## QUESTIONS
1. In the passage on Benedum's school health work, what does Craig Robinson give as the origin of the idea to add mental health services? Answer in one to three sentences.
2. According to the passage on Benedum's school health work, how many school-based health centers would get a system of psychiatric consultation under the proposed project?
3. Continue the passage on Benedum's school health work from its last sentence.

SOURCE TEXT Start Marker

Tackling the mental health component of
children's health services was a logical next step for Benedum.
It joined forces with the New River Health Association, a
federally qualified health center in Scarbro, West Virginia,
that ran several of the school clinics. Meetings with New
River staff and officials of the state Bureau for Public Health,
the education department, and the department of psychiatry
at West Virginia University led to a Local Initiative application.
The proposed project would add on-site mental health counseling
at four schools, and establish a system of psychiatric consultation
at nine school-based health centers.
Craig Robinson, executive director of New
River, said the idea actually came from early work in setting
up the original school health centers. In surveys of parents,
students, and school faculty, the need for services that broadly
fell within the mental health realm kept showing up as a community
priority.
"I think the teachers and administrators
were observing behaviors in the classroom," Robinson says.

SOURCE TEXT End Marker
RECORDS PROVIDED Start Marker

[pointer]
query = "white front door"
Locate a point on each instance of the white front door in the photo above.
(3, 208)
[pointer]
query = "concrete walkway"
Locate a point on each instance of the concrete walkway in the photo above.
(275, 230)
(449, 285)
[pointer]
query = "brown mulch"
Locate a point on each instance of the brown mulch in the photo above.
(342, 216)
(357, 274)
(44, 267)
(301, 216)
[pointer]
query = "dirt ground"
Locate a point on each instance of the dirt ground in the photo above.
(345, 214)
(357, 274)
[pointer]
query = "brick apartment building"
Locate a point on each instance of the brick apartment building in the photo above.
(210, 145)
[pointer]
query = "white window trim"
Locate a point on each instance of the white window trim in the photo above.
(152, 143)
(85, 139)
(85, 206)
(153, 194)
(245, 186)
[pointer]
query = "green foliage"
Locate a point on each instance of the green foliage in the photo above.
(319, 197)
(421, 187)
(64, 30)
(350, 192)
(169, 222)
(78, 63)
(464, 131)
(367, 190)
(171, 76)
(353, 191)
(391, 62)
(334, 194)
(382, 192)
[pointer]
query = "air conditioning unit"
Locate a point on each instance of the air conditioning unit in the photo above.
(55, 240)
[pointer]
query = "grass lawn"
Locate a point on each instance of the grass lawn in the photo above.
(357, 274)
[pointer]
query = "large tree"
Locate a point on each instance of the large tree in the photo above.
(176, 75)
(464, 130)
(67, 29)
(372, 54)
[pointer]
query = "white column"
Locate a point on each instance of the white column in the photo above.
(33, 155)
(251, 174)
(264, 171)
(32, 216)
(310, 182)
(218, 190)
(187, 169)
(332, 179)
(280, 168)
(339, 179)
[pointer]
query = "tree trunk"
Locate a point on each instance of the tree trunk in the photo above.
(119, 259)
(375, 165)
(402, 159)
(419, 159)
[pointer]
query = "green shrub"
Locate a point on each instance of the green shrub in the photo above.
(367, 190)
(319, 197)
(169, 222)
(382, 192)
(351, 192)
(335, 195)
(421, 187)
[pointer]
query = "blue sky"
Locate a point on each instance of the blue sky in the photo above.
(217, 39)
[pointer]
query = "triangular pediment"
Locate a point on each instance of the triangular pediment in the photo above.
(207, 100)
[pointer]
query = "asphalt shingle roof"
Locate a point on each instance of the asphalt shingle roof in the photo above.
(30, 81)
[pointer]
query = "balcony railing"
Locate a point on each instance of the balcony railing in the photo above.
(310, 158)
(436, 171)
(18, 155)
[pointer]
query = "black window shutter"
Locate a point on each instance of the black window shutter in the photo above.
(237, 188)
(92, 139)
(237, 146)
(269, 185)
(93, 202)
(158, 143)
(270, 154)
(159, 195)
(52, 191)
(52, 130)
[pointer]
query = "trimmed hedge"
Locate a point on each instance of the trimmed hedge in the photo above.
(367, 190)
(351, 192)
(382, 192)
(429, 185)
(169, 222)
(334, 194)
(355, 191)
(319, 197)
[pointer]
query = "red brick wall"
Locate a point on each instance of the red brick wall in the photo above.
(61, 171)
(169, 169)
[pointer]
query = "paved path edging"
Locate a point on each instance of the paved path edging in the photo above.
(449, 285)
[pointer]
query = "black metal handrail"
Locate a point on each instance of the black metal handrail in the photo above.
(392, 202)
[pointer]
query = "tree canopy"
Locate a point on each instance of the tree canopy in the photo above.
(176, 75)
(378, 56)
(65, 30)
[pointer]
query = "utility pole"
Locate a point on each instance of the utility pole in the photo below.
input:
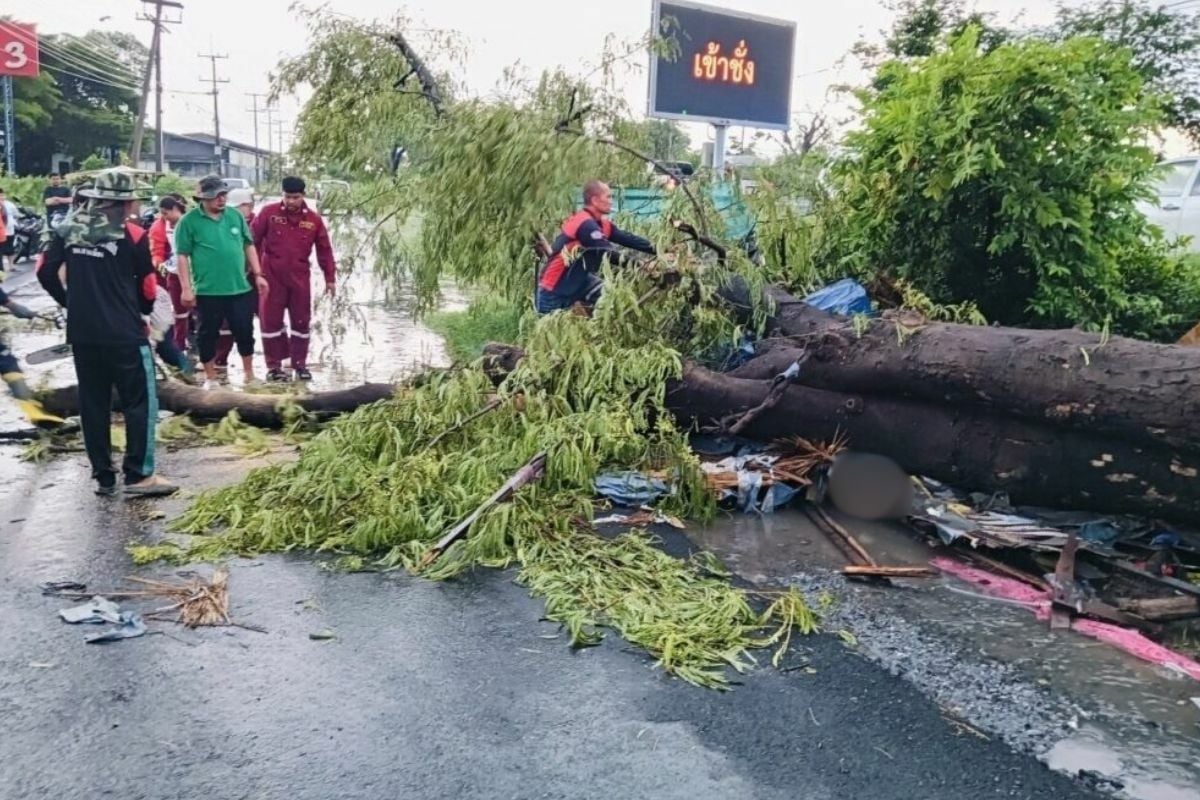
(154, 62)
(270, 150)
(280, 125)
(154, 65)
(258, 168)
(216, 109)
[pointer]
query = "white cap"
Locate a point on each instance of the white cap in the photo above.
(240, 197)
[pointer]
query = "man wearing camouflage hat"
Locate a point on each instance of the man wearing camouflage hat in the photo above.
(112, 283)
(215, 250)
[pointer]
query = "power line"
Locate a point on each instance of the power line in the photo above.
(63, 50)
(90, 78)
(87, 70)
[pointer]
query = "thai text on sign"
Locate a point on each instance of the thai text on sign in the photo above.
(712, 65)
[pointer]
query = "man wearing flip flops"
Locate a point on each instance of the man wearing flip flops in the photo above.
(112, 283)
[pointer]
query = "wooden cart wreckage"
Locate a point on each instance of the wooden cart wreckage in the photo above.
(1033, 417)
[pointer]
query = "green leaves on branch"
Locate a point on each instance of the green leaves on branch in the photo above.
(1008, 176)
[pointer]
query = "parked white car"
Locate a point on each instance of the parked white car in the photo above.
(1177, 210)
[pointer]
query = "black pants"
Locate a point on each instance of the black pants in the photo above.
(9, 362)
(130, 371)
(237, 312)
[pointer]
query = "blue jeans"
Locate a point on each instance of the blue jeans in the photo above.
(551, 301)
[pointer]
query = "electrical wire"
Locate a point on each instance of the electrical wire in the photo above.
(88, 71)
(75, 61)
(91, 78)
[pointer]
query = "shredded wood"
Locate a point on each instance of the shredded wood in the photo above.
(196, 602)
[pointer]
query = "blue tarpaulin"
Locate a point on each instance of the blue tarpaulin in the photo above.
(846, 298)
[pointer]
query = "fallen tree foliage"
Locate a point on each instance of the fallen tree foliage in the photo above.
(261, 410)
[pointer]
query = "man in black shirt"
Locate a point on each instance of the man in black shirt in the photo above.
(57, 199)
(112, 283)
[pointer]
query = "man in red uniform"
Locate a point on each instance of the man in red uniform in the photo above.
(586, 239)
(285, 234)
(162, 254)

RECORDS PROVIDED End Marker

## RESULTS
1. The idea came from early work setting up the original school health centers. Surveys of parents, students, and school faculty kept showing that services broadly within the mental health realm were a community priority.

2. Nine.

3.
"They were hungry for additional tools to use rather than
just discipline. The parents wanted help with talking about
sex and drugs and alcohol. The children identified relationships
and family issues. There was no question that mental health
was an unmet need of adolescents in the area."
At Collins Middle School, Vicki Lagos,
the guidance counselor, was an early advocate of having a
mental health counselor in the friendly setting of the already
established school clinic, known to the children and parents
as the Collins Wellness Center. She'd had nothing but trouble
trying to refer children to outside mental health agencies.
They were often far away, requiring a child to miss a day
of school and parents to miss work. Staff turnover was high,
fragmenting the care. Communication with the school was nonexistent.
"It was a disaster," Lagos recalls.
"I spent a lot of my time getting all of these agencies coordinated
with the school and trying to straighten out the paperwork.
They all had different forms." Moreover, if a child missed
school and others found out it was for a visit to a mental
health agency, he or she could be back at Collins with the
cruel label "psycho."
"Telephone, telegraph, and tell-the-other-fella--that's
how the communication goes in the towns around here," says
Collins' principal, David Perry. Parents as well as children
feared the stigma. But with a counselor in a room just off
the nurse's office, discretion is easier to maintain. If there
is any residual community discomfort, the program that draws
its funding from foundations in far off Princeton and Pittsburgh
and the state capital in Charleston can rely on it being handled
by the most local of Local Initiative's community partners:
Vicki Lagos and David Perry.
"We're both graduates
of Collins," Lagos points out. "My husband went here, too.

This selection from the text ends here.